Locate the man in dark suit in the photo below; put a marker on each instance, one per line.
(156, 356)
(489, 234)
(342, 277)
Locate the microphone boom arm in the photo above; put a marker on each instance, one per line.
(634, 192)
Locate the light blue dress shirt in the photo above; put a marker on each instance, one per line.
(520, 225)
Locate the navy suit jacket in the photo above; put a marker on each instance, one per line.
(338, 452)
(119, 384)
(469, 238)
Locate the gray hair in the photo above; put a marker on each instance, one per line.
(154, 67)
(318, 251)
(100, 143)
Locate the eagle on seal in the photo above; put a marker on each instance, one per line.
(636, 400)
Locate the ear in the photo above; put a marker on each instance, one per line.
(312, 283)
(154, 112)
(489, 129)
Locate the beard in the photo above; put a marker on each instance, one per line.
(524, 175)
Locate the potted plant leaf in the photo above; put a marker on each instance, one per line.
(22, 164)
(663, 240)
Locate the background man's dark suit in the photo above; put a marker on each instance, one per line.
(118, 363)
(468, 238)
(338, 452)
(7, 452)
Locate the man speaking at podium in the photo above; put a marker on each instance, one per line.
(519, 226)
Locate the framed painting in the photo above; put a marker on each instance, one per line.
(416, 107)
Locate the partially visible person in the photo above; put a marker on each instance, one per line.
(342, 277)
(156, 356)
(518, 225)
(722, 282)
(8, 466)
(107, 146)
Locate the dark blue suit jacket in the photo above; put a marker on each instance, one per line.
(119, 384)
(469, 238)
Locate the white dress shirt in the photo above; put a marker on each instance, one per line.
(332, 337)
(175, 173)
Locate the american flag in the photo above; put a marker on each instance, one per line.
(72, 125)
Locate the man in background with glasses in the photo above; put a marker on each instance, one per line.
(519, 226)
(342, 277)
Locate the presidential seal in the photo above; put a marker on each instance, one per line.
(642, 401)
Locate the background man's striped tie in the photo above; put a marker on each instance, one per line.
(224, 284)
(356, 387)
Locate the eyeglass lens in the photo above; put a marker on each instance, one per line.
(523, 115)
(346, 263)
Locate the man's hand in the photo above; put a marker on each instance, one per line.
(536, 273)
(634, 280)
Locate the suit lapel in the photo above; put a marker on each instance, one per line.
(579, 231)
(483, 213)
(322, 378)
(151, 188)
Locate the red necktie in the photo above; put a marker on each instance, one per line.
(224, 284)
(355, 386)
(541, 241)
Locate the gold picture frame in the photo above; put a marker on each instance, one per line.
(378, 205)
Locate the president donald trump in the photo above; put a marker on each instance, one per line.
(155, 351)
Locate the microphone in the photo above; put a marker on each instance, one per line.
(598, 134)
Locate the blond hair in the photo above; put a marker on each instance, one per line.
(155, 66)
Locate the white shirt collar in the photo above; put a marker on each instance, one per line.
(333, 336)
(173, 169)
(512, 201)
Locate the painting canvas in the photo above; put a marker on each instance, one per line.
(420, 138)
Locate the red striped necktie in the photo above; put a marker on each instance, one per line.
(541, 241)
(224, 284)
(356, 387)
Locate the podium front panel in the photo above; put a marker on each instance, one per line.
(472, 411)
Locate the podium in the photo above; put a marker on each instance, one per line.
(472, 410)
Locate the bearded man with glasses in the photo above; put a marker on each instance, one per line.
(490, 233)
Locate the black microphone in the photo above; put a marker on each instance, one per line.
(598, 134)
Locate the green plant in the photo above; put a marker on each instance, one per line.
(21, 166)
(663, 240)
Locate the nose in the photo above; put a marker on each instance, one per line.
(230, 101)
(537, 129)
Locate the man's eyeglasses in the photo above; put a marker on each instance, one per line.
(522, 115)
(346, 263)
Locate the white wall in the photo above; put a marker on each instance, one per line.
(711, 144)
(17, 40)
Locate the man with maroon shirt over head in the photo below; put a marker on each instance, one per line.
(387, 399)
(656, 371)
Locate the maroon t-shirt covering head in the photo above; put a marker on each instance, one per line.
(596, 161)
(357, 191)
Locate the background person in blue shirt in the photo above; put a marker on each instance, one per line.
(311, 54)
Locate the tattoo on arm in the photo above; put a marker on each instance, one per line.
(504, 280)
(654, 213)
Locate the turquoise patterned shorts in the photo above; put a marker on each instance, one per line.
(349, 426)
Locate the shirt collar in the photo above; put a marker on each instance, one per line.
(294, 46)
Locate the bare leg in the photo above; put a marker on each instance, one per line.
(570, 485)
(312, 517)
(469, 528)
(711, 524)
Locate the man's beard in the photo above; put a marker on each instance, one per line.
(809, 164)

* _Goal of the exercise_:
Every record above is to be written out exactly.

* _Task answer_:
Locate the man in dark suit in the photo below; put a marker on each instance, one per line.
(156, 356)
(489, 234)
(342, 277)
Locate the microphone boom arm in the photo above; put a marker on each instance, one per line.
(634, 192)
Locate the light blue dress shirt in the photo above; put a marker on each instance, one per line.
(520, 225)
Locate the navy suit jacket in the photo above; put a marker on each instance, one per line.
(338, 452)
(119, 384)
(469, 238)
Locate the gray hair in the photo above; put a marker on each instance, one per line.
(154, 67)
(318, 251)
(100, 143)
Locate the eagle on seal in the photo above; put a marker on each instance, one per line.
(636, 400)
Locate the ear in the photo above; put a marker on each instance, one per line.
(312, 283)
(154, 112)
(489, 129)
Locate the beard in the photo above; put a marker on each instance, one per line.
(524, 175)
Locate the potted plant leaf in the photo above; put a marker on each instance, one per line.
(22, 164)
(663, 240)
Locate the background man's dark suit in the photo above; put a marker on each instance, one per line.
(118, 363)
(468, 238)
(338, 452)
(7, 452)
Locate the man speaking at podium in the photo above; put a marker on each instance, one per line.
(519, 226)
Locate the framed painting in the photo above; put a marker on each instance, one per line.
(416, 107)
Locate the partially visible person in the photo above; put a marker on each instance, one per line.
(342, 277)
(156, 356)
(518, 225)
(722, 282)
(8, 466)
(107, 146)
Locate the dark blue suit jacket in the photo above; put a marker on each instance, one per line.
(119, 384)
(469, 238)
Locate the white dress shirt in the photo above; put a marker on each instance, one per line.
(332, 337)
(175, 173)
Locate the american flag in the photo above; put a marker on each instance, one per line.
(72, 125)
Locate the man in background with glasses in the photo above; put a marker on each instance, one per line.
(519, 226)
(342, 277)
Locate the presidential seal in the photo above; put a marker on each instance, one per line.
(642, 401)
Locate the background man's striped tie in the photo above; put a marker on each instance, one per line.
(224, 284)
(356, 387)
Locate the eyeglass lens in the photo above; put a marker on each instance, one per line.
(523, 115)
(346, 263)
Locate the man's hand in the photo above; put a marker on each instance, one per line.
(536, 273)
(634, 280)
Locate the suit lapel in the photo above; put a marker on each instance, one per line.
(579, 231)
(483, 213)
(322, 378)
(151, 188)
Locate the red necktie in the photo above; put a marker on each instance, one per line.
(224, 284)
(355, 386)
(541, 241)
Locate the gold picture frame in the photo above; put a marker on each instance, one per line.
(378, 205)
Locate the president donald trump in the photo above; put a marker on each instance, one per line.
(155, 351)
Locate the microphone in the photo above; put a marker on each instance, one per line.
(598, 134)
Locate the blond hair in the photo above; put a marker on each instance, one per line.
(155, 66)
Locate the white shirt collar in the photo above; put a marker on each instance, one per line.
(333, 336)
(173, 169)
(512, 201)
Locate the painting canvas in the photo above; put a marker on each instance, one per line.
(420, 138)
Locate the red striped necktie in the photo above; put a marker on each instance, one per line.
(541, 241)
(224, 284)
(356, 387)
Locate the podium front panel in the photo above; put a marker on each instance, one per line.
(472, 411)
Locate the podium in the photo above; put a marker on each instance, one per line.
(472, 410)
Locate the bearded man with glasses in the photo above; put a marker on each instance, one per line.
(490, 233)
Locate the black microphone in the photo above; put a marker on each instance, one per line.
(598, 134)
Locate the green plant in the photo above; put a marker on each instance, one per line.
(21, 166)
(663, 240)
Locate the nose in the photo above; put a marker on each instance, one per line.
(230, 101)
(537, 129)
Locate the man's eyeglasses in the photo above; put a marker on each instance, one per line.
(522, 115)
(346, 263)
Locate the white wall in the photo above; put a marker on each instance, one per line.
(711, 144)
(17, 40)
Locate the man with maroon shirt over head in the photo below; put a marker on each instance, one per line.
(387, 399)
(656, 371)
Locate the maroon t-shirt covering head in the photo above; put a marker on each instance, one per line.
(596, 161)
(357, 191)
Locate the background person in blue shirt in the photo above; put a marker on each instance, one per line.
(311, 54)
Locate the tattoo on arm in the photo above; put a marker on each instance, one per line.
(504, 280)
(654, 213)
Locate the turquoise patterned shorts in the photo above; put a marker on each instance, one per line.
(349, 426)
Locate the shirt collar in the photo above; put a marker on each instance, one per line.
(294, 46)
Locate the bare leg in the photo above; put a marker on each instance, one per line.
(570, 485)
(312, 517)
(469, 528)
(711, 524)
Locate the man's beard in the photo above; put a marker on each instance, one per line.
(809, 164)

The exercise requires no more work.